— Reading passage —
===============

Didnt Audi try this in the 67 speaker B&O system they had? IIRC it circled the vehicle with 2" speakers, dont remember the exact details but it sounds like what you are describing on a much grander scale.


----------



## subwoofery (Nov 9, 2008)

chefhow said:


> Didnt Audi try this in the 67 speaker B&O system they had? IIRC it circled the vehicle with 2" speakers, dont remember the exact details but it sounds like what you are describing on a much grander scale.


62 Speakers In Audi’s Sound Concept project » Young man Blog 

Kelvin


----------



## chefhow (Apr 29, 2007)

cajunner said:


> yes, that is why I say it's sort of like the front section of a 9.2 system, Dolby Digital EXXXX or whatever..
> 
> there would need to be something coming from the sides, from behind, full ambience treatment, I would think to provide the immersive solution that surround sound is dedicated towards.
> 
> ...

===============

— Supplied data —
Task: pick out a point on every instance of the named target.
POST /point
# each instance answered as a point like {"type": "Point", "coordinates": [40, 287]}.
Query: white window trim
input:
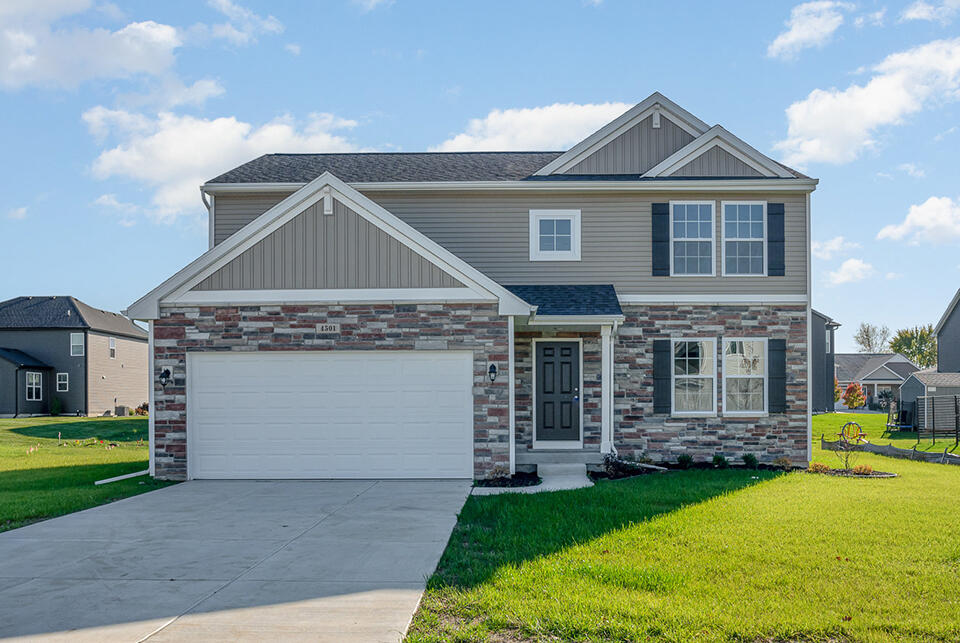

===============

— Problems —
a. Copy the stretch of the car audio thread from "## chefhow (Apr" through "is dedicated towards.".
b. In the car audio thread, cajunner's quoted post says sound would need to come from the sides and from behind. What reason does it give?
c. Based on the car audio thread, answer each statement with yes or no and quote the words that settle it. (i) chefhow recalls that the Audi B&O system circled the vehicle with 2" speakers. (ii) chefhow remembers the exact details of that system. (iii) The link subwoofery posts refers to 62 speakers.

— Correct answers —
a.
## chefhow (Apr 29, 2007)

cajunner said:


> yes, that is why I say it's sort of like the front section of a 9.2 system, Dolby Digital EXXXX or whatever..
> 
> there would need to be something coming from the sides, from behind, full ambience treatment, I would think to provide the immersive solution that surround sound is dedicated towards.

b. It says this full ambience treatment would be needed to provide the immersive solution that surround sound is dedicated towards.

c.
(i) Yes: "IIRC it circled the vehicle with 2" speakers"
(ii) No: "dont remember the exact details"
(iii) Yes: "62 Speakers In Audi’s Sound Concept project"